Report every line of the records below that contains the string "stool", copying each such line in full; matching is case-sensitive.

**RECORDS PROVIDED:**
╭──
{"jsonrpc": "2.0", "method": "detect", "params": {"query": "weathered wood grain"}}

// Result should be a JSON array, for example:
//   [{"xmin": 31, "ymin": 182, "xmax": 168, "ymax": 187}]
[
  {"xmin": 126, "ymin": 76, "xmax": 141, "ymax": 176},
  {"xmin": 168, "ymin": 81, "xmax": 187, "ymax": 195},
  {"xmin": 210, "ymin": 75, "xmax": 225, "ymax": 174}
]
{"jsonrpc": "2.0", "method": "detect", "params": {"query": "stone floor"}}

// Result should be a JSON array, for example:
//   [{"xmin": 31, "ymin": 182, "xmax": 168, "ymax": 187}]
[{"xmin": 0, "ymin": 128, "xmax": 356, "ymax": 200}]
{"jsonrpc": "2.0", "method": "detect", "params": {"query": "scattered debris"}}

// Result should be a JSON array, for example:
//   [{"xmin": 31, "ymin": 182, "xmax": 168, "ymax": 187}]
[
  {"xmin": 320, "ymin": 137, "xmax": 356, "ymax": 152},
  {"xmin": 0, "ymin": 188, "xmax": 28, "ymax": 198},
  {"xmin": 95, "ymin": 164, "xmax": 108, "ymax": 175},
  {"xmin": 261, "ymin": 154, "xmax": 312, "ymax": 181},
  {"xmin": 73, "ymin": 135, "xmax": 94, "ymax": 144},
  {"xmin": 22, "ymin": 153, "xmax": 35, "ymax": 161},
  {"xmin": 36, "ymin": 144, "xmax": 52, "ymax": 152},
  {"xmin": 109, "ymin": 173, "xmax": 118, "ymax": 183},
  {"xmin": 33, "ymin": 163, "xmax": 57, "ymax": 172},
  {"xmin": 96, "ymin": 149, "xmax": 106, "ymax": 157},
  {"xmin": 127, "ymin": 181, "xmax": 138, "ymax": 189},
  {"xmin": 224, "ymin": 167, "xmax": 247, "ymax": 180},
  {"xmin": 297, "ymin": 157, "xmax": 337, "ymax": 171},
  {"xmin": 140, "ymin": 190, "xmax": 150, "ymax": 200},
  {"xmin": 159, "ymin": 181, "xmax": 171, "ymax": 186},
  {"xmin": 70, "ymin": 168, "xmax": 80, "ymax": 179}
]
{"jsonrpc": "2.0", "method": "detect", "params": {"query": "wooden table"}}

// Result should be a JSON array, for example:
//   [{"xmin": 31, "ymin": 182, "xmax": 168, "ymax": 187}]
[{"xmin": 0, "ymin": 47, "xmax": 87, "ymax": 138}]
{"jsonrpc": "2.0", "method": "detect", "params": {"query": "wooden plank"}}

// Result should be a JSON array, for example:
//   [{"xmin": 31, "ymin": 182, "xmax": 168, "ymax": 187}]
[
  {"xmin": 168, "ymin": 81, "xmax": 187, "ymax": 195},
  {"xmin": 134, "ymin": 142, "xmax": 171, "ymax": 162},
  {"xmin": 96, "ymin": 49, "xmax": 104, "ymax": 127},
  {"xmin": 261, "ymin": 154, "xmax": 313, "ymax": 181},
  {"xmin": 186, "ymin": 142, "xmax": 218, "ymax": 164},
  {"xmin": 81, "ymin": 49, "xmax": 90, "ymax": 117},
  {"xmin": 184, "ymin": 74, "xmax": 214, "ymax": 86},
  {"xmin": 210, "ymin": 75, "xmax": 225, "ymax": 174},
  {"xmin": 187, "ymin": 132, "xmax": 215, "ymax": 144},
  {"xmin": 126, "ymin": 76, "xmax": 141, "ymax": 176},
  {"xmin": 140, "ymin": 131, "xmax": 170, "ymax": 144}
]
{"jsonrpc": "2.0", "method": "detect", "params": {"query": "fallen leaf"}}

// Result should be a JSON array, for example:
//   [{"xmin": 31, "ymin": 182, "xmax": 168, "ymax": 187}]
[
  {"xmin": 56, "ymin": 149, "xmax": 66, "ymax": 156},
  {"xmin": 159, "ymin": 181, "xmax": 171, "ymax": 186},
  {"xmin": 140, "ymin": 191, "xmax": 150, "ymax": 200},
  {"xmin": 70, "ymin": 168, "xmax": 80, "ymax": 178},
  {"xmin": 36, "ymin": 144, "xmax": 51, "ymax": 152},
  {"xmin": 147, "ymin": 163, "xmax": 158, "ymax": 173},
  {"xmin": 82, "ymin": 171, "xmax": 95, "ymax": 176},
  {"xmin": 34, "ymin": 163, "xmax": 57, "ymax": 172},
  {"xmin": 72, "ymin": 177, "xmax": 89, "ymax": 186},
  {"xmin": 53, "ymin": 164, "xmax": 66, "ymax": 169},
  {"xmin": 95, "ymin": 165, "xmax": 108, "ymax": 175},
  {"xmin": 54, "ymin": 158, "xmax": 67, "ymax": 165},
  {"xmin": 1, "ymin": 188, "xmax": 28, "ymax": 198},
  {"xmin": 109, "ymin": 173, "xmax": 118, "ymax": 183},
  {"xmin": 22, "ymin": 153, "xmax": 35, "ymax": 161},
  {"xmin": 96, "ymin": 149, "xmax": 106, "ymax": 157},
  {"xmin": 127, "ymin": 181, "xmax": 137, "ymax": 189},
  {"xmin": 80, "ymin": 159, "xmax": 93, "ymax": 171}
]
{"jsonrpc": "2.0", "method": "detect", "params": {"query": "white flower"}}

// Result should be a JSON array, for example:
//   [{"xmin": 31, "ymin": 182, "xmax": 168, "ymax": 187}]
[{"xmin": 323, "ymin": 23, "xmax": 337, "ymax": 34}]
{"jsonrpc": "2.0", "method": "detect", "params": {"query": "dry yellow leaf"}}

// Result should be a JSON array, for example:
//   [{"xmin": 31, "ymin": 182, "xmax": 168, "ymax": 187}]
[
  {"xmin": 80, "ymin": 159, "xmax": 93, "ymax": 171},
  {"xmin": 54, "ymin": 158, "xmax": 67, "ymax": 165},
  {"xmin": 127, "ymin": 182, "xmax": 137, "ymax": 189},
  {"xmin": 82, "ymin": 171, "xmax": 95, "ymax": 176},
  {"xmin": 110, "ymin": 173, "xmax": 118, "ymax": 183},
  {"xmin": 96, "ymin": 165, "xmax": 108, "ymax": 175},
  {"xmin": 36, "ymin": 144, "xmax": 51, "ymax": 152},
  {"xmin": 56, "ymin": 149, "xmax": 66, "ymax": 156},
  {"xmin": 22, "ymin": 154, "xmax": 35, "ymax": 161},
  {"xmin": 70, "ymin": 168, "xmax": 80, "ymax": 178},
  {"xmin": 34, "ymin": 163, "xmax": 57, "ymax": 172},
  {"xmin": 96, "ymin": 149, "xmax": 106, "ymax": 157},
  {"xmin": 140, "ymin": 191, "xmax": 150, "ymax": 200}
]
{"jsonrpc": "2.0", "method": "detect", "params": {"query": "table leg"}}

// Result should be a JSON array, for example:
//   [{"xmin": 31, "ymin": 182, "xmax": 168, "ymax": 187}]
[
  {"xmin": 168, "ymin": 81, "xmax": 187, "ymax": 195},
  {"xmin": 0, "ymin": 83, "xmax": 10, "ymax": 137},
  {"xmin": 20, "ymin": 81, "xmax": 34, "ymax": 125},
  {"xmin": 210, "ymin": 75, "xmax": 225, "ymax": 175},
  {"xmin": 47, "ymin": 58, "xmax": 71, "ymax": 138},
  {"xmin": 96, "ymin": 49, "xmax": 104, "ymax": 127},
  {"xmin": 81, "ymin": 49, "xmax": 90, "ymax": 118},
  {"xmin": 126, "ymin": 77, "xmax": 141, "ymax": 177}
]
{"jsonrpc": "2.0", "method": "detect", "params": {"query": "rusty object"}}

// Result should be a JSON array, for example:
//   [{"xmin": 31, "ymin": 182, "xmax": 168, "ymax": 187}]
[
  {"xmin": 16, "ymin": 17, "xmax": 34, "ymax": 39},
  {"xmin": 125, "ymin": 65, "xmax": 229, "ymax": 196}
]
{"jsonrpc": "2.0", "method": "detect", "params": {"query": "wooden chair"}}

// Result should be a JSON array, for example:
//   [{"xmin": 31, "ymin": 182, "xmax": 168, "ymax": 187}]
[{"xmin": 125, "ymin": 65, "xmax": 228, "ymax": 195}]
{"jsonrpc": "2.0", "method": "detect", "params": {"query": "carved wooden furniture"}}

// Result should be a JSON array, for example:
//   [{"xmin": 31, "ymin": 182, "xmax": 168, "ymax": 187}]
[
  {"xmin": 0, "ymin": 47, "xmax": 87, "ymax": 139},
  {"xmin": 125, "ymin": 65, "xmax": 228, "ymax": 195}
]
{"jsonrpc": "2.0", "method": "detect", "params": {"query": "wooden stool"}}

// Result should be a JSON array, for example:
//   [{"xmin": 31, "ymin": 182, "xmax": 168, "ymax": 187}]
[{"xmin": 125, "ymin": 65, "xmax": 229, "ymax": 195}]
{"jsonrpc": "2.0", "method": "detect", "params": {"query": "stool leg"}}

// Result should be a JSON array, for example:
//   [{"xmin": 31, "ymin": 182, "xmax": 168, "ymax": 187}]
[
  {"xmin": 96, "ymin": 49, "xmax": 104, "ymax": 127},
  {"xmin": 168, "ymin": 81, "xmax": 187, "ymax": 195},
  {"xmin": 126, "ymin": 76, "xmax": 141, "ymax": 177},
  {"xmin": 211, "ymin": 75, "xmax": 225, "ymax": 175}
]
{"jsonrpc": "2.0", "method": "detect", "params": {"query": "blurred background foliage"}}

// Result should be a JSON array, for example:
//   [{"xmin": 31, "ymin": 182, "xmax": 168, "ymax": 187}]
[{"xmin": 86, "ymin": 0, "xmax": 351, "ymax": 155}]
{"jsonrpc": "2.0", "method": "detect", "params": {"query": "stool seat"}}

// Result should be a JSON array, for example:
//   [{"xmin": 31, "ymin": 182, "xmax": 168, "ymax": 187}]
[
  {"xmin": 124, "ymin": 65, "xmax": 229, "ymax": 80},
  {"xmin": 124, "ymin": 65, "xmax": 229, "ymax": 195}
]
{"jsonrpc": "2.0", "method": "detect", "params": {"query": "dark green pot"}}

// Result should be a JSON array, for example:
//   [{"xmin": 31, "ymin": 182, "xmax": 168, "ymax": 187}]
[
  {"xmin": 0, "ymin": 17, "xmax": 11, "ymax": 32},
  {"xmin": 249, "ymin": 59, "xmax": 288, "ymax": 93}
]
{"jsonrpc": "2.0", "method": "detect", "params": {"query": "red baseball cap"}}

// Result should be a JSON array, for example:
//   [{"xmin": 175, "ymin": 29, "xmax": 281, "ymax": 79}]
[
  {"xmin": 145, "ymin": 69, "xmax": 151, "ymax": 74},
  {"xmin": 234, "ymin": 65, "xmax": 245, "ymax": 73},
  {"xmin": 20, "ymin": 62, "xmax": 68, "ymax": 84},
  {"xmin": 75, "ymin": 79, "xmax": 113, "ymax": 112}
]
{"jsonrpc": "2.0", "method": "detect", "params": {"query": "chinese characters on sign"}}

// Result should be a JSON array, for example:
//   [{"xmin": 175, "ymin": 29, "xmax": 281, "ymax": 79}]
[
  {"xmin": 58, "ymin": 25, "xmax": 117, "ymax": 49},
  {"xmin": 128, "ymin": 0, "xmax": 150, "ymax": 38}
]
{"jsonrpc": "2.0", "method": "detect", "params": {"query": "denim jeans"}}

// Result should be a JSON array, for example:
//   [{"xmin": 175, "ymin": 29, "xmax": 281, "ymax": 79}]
╰──
**ANSWER:**
{"jsonrpc": "2.0", "method": "detect", "params": {"query": "wooden stool"}}
{"jsonrpc": "2.0", "method": "detect", "params": {"query": "stool leg"}}
{"jsonrpc": "2.0", "method": "detect", "params": {"query": "stool seat"}}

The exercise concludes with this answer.